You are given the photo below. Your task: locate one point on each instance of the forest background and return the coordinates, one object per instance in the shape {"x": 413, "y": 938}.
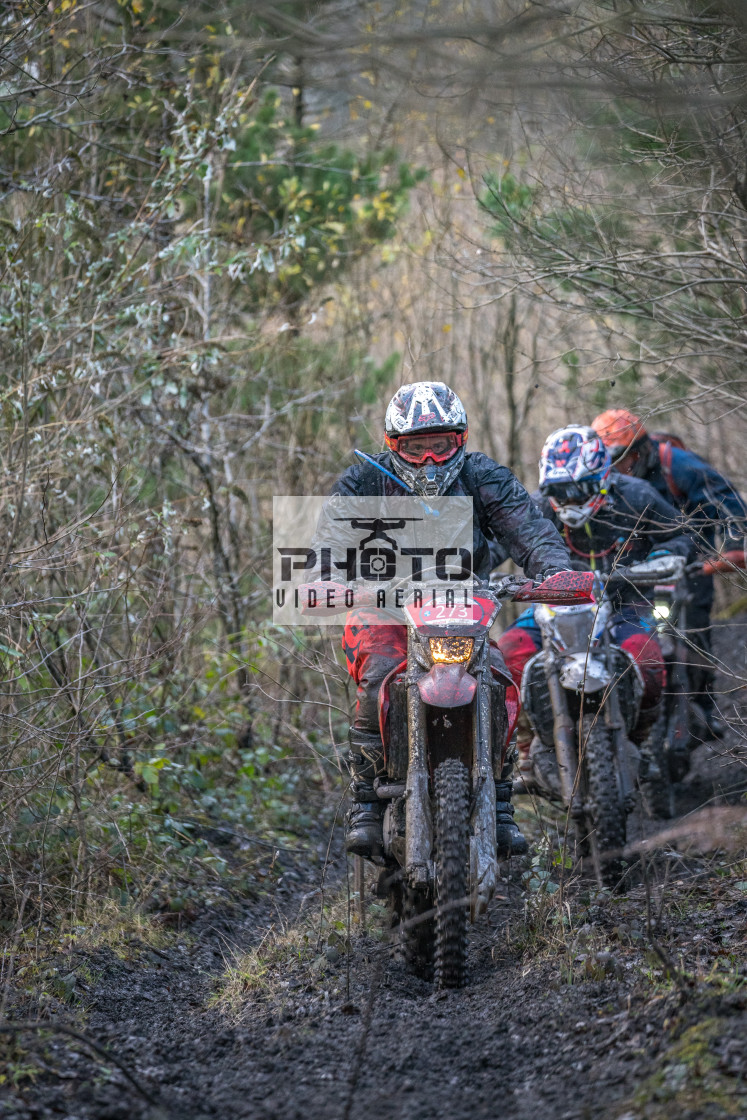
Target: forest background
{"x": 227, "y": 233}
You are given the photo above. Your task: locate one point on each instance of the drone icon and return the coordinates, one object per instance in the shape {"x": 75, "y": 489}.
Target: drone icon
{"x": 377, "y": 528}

━━━━━━━━━━━━━━━━━━━━━━━━━━━━━━

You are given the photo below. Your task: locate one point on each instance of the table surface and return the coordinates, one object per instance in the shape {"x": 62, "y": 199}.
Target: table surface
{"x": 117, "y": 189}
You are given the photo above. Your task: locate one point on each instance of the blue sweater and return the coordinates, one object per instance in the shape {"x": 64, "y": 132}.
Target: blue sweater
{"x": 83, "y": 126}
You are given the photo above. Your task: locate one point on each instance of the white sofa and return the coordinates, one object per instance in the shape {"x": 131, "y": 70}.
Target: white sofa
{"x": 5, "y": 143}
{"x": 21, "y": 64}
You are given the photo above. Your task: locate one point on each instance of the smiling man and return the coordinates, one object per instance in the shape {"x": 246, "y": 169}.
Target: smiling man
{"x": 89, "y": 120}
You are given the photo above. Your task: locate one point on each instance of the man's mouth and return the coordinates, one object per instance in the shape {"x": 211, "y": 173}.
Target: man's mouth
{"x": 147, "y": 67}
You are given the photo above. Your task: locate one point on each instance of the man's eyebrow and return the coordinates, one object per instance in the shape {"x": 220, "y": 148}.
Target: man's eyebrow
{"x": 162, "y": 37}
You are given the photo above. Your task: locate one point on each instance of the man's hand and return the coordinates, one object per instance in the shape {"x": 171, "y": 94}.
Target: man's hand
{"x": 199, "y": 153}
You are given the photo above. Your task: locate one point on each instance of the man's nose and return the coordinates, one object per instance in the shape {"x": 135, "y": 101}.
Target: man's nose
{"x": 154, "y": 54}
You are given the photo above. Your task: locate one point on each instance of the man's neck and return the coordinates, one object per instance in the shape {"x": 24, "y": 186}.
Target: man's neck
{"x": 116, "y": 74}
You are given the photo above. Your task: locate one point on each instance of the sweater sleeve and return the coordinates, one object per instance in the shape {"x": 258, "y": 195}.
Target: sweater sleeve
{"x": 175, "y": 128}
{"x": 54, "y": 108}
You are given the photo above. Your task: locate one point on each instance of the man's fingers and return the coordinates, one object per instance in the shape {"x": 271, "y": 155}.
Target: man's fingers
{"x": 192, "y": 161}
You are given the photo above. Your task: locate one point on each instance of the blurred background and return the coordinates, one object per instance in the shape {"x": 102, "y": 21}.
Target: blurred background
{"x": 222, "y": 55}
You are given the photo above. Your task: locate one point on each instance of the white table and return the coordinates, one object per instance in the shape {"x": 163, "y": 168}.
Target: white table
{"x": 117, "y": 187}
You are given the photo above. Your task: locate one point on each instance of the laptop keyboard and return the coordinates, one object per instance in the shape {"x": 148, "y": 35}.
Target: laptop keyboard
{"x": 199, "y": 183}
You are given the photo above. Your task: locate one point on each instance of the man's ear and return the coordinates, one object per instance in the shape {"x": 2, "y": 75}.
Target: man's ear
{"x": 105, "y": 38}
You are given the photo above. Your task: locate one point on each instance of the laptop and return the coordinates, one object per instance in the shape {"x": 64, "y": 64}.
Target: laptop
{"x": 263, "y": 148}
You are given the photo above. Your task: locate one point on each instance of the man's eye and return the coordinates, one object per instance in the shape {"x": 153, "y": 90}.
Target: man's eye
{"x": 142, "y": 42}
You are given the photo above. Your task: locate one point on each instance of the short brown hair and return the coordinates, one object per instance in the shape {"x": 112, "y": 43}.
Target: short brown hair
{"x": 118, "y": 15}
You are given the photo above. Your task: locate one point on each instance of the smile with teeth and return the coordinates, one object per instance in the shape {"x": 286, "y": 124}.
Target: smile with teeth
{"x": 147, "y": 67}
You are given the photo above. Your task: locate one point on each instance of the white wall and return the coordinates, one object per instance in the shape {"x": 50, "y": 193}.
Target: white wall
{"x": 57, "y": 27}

━━━━━━━━━━━━━━━━━━━━━━━━━━━━━━

Exercise goal - Select every line in the material above that contains the word "blurred" and copy each such line in full.

Exercise solution -
You are given the photo above. Your task: locate one point on each instance of the blurred background and return the coordinates, one object per instance in the shape {"x": 102, "y": 21}.
Target: blurred background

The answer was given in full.